Take every line from the material that has the word "brown" in it.

━━━━━━━━━━━━━━━━━━━━━━━━━━━━━━

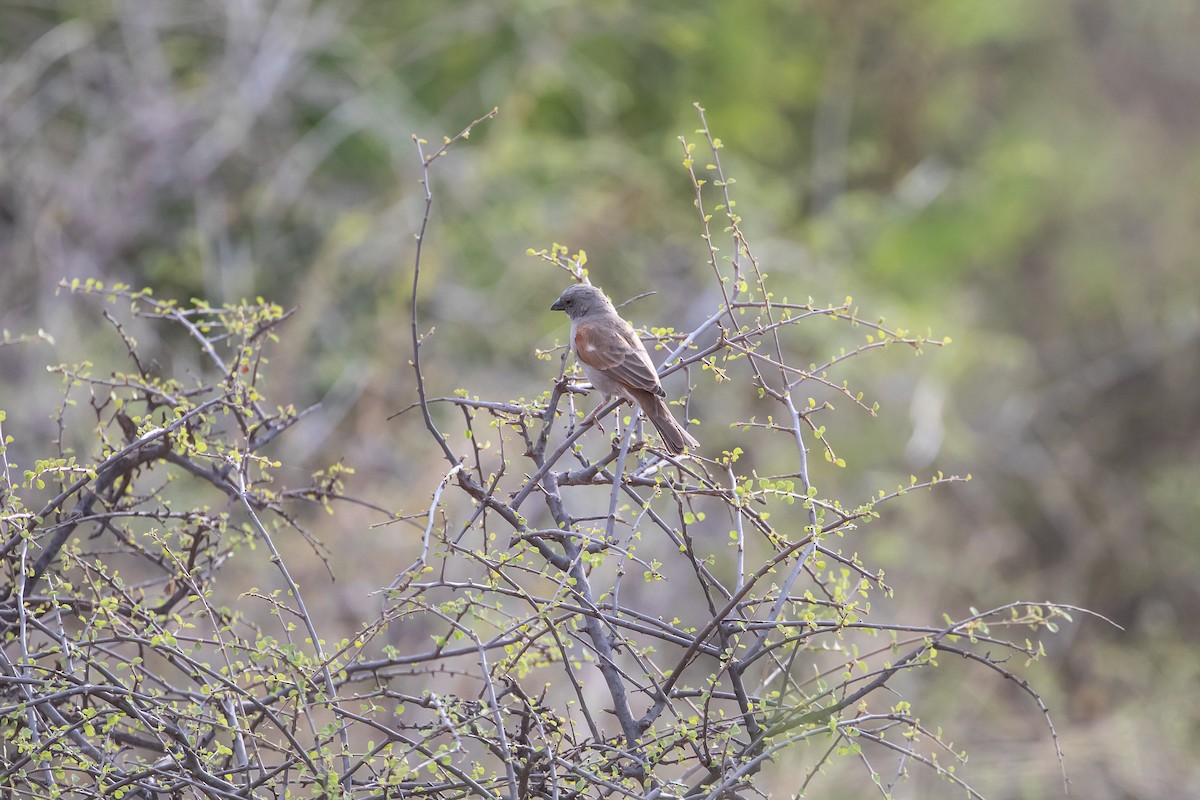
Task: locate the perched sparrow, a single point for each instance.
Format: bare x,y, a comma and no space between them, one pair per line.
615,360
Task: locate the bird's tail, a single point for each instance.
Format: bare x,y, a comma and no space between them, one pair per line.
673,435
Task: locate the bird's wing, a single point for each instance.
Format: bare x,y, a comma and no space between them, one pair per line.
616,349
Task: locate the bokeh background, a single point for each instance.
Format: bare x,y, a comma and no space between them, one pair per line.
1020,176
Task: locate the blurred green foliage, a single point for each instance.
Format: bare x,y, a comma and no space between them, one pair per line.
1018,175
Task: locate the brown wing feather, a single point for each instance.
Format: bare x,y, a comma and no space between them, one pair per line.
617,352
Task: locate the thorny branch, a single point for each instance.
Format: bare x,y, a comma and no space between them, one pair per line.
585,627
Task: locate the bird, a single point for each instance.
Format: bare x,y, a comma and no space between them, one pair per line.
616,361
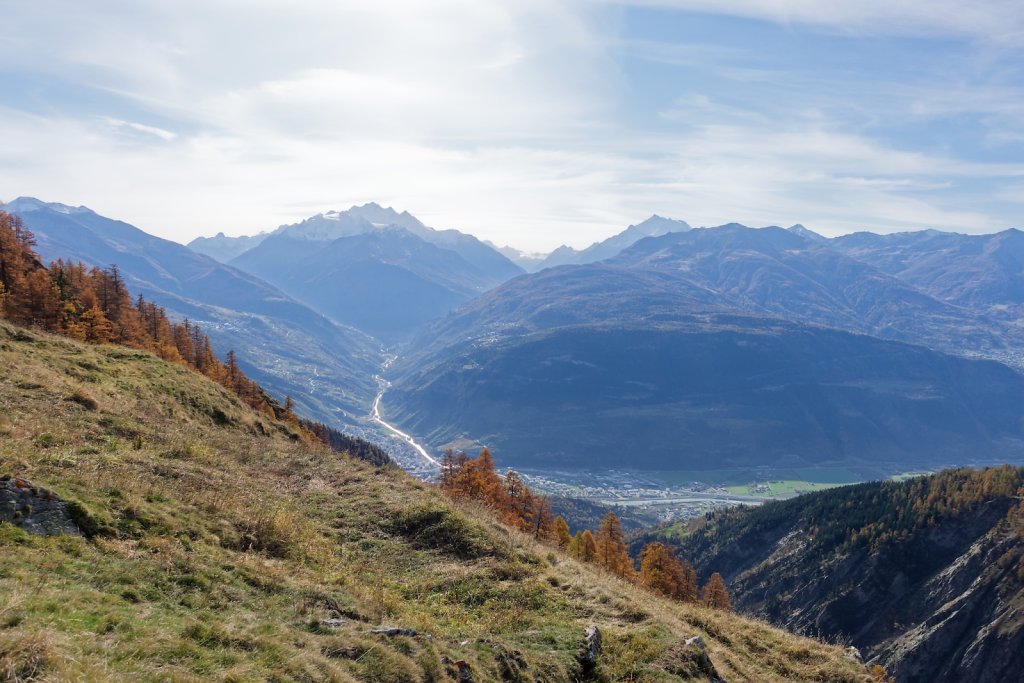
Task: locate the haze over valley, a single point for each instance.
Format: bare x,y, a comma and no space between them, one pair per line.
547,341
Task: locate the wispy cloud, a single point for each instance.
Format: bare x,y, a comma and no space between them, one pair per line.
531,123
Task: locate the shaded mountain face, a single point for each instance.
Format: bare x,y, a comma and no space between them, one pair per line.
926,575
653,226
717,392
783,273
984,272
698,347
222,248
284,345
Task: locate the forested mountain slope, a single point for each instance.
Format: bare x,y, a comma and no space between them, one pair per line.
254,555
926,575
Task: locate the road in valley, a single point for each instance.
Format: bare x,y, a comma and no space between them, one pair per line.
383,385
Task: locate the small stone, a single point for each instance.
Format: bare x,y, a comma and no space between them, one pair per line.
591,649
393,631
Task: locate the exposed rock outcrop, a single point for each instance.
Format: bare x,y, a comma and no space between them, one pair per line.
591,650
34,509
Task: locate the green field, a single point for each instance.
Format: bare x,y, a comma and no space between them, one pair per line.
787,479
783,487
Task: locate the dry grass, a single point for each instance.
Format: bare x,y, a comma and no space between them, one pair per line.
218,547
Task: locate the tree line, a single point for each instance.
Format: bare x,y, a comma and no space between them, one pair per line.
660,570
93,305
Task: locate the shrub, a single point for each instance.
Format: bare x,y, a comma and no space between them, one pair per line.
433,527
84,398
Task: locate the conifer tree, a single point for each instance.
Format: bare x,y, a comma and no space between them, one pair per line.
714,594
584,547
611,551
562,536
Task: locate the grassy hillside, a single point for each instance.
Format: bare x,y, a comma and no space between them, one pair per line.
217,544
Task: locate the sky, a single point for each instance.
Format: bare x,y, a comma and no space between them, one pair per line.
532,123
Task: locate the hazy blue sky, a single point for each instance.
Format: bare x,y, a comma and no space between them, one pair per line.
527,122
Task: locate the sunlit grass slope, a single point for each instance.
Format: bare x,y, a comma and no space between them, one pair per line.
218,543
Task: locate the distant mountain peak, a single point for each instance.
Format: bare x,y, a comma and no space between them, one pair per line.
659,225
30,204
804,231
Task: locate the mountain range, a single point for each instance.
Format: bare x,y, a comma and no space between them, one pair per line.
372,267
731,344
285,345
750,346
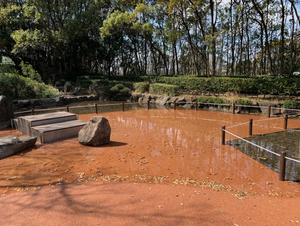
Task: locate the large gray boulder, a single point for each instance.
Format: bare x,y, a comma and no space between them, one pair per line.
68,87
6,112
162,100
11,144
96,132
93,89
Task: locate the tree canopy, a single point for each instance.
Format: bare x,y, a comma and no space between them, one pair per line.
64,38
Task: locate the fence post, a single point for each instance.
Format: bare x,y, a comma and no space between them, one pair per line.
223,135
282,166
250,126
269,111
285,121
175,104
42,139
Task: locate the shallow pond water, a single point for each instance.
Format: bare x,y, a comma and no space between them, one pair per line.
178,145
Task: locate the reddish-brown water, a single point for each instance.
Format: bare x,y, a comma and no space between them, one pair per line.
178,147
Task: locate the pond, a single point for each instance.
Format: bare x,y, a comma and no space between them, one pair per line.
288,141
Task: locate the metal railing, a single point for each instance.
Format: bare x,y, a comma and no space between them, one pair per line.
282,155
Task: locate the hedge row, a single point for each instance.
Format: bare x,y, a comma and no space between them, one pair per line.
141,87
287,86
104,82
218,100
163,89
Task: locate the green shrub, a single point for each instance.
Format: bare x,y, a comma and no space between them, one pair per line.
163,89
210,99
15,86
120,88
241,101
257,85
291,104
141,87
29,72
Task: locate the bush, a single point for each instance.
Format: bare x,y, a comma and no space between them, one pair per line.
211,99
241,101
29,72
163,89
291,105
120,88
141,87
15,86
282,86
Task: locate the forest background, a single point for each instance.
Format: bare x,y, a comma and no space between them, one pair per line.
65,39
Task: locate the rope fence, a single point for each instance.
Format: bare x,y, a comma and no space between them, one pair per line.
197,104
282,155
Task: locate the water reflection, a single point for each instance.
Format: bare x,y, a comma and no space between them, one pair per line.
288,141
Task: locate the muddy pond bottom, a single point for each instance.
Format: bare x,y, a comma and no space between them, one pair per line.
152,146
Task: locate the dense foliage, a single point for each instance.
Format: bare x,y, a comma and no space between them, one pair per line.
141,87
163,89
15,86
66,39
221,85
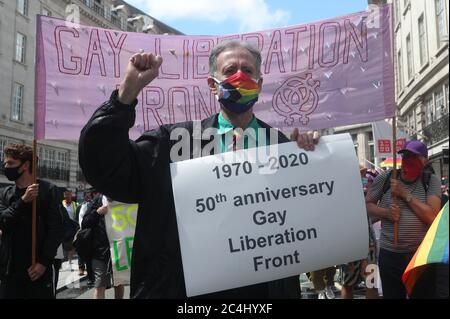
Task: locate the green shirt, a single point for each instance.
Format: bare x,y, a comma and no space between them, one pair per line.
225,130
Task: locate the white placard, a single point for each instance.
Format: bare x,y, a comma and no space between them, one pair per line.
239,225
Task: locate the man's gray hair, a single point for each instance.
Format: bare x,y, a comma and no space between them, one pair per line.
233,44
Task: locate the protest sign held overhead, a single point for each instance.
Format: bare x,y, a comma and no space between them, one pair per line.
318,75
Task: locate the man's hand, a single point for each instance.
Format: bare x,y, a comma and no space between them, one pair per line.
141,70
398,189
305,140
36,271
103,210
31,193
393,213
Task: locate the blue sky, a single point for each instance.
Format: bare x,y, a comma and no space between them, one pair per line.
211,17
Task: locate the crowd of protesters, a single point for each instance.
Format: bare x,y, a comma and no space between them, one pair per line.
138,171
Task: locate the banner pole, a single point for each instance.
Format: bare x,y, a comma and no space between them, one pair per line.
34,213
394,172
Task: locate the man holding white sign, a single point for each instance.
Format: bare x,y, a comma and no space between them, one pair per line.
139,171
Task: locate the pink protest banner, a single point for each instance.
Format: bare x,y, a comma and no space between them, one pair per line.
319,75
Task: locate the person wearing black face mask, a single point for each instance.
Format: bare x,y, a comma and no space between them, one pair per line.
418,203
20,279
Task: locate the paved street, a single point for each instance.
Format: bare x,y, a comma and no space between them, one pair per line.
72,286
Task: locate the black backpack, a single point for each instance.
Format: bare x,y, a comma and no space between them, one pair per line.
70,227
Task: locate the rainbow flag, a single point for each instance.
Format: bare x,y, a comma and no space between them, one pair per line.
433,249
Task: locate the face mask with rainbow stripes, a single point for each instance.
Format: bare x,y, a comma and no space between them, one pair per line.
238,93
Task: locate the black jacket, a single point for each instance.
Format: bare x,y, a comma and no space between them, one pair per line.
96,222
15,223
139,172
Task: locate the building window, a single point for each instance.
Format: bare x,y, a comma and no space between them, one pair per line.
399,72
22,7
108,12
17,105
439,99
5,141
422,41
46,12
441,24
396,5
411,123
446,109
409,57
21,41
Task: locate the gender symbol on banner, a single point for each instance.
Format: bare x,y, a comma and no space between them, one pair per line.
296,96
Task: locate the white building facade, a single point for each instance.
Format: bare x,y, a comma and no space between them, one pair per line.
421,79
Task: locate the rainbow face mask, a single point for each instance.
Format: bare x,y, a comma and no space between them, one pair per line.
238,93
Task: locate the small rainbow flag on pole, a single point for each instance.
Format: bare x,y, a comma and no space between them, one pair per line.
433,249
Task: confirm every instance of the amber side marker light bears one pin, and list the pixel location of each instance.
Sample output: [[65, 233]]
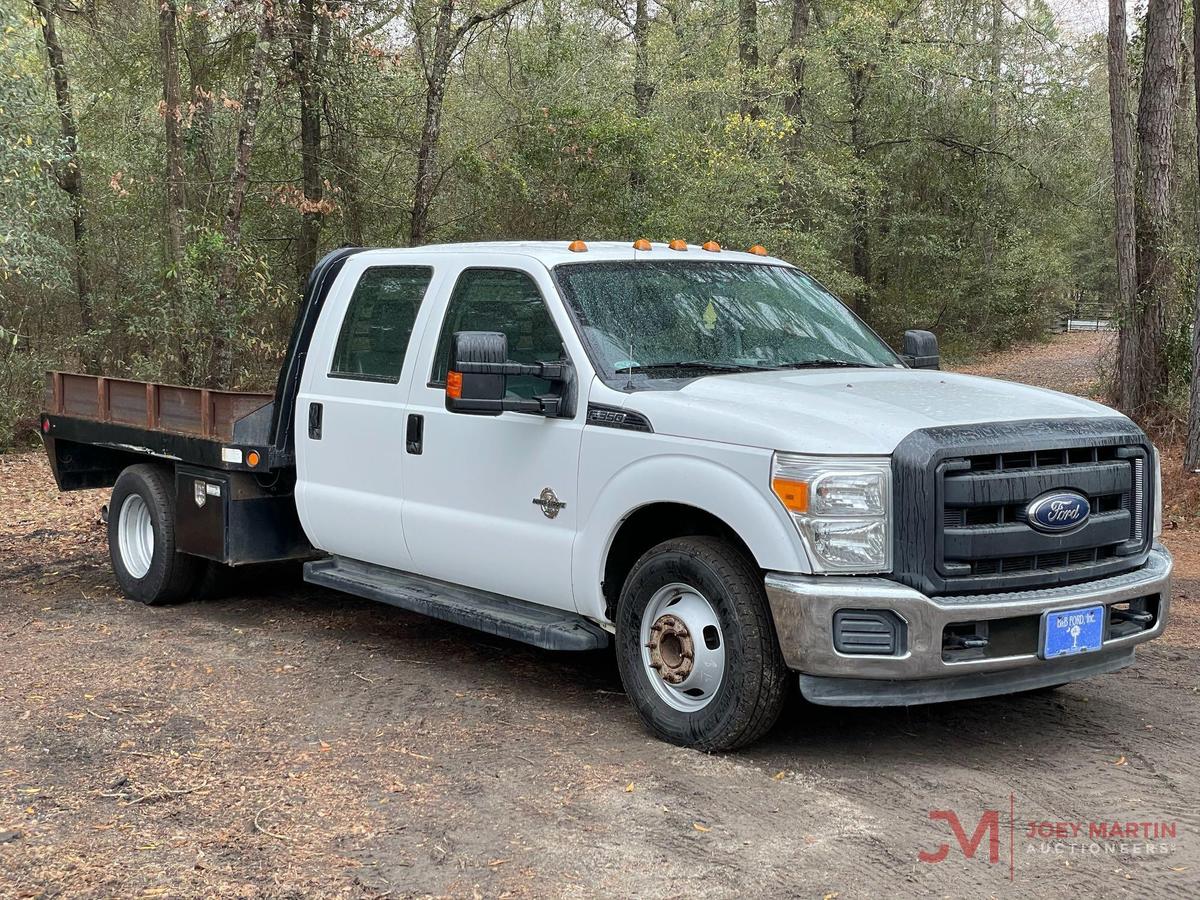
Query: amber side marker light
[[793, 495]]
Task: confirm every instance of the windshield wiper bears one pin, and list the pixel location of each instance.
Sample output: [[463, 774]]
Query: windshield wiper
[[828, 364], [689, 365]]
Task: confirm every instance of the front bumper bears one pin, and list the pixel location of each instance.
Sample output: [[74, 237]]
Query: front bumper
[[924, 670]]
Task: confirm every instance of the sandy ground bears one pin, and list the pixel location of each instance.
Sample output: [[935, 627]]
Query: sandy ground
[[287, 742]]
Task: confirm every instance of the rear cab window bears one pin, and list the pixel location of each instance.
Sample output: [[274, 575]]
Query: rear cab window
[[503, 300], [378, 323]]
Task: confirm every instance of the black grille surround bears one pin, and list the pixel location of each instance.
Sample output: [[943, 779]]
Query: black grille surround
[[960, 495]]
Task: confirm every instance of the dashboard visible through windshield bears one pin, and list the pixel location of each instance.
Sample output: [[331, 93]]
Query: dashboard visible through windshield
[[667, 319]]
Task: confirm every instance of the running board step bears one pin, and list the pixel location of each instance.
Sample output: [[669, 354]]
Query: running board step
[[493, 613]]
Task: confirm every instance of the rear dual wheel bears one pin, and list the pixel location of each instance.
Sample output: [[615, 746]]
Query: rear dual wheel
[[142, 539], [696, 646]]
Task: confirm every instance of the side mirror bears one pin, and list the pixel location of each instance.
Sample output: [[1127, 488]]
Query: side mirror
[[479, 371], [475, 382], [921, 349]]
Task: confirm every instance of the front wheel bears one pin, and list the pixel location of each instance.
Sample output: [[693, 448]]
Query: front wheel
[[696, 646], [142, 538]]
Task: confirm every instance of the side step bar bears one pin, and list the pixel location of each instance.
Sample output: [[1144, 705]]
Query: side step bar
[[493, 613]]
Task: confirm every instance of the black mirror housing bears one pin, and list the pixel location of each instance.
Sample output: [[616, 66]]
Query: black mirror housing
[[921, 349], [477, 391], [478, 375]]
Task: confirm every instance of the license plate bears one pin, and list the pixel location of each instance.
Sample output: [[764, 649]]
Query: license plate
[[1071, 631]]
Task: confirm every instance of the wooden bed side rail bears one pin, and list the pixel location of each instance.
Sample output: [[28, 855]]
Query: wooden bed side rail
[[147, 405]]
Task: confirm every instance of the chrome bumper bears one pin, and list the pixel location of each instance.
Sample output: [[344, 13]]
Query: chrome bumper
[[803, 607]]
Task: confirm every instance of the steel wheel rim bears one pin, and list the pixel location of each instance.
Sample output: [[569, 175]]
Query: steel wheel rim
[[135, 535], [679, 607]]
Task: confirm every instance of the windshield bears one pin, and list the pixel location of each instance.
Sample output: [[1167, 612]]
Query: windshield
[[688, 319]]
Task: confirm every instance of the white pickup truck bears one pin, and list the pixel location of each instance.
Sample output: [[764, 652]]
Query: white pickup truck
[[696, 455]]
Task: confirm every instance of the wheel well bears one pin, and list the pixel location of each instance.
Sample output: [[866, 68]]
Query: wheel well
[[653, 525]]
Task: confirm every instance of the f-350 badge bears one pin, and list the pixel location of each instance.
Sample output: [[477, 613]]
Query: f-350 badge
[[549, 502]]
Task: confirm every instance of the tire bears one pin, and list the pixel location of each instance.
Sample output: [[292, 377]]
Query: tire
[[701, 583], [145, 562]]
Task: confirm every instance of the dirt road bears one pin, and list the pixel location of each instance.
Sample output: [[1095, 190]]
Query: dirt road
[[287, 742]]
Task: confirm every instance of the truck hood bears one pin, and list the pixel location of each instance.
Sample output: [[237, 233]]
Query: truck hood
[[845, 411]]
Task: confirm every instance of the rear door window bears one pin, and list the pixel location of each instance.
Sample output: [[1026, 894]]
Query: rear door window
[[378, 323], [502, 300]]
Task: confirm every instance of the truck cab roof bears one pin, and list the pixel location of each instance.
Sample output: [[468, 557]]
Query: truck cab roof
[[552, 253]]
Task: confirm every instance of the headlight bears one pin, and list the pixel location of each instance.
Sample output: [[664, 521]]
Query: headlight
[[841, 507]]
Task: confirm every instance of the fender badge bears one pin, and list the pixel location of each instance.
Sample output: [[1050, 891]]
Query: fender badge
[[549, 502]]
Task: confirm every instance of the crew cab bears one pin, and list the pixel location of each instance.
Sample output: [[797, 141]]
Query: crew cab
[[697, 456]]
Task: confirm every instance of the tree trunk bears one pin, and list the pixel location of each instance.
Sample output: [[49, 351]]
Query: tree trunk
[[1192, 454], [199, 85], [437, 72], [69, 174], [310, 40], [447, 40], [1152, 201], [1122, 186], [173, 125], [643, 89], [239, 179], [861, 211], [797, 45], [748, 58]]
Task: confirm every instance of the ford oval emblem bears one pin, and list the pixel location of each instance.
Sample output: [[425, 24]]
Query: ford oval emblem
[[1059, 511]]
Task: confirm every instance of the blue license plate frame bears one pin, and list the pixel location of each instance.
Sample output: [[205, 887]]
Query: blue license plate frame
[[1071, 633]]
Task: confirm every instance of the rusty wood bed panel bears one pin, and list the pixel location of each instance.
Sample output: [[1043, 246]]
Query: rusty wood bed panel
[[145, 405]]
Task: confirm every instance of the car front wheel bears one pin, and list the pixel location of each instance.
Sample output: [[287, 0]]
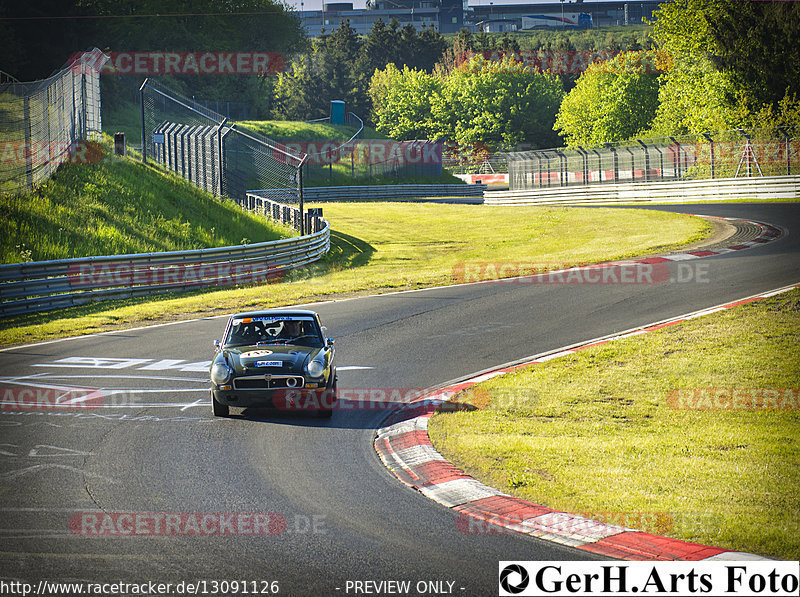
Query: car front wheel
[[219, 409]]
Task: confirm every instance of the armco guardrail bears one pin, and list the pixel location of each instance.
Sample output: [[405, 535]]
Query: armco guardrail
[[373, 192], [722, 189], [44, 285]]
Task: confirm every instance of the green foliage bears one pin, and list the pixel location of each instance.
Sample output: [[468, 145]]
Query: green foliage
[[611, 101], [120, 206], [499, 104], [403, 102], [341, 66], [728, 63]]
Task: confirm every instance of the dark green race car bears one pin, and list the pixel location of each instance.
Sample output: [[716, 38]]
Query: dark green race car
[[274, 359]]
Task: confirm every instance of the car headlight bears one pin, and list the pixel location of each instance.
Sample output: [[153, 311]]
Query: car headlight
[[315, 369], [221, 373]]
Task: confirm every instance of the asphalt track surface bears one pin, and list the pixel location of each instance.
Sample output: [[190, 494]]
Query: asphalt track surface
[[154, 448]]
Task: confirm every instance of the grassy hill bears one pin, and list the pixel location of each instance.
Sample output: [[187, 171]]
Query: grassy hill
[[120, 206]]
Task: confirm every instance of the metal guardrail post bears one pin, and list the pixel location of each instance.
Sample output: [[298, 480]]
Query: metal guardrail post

━━━━━━━━━━━━━━━━━━━━━━━━━━━━━━

__Output below__
Task: locate the brown wing feather, a single point for each instance.
Task: locate the reddish-brown water, a single point for each instance.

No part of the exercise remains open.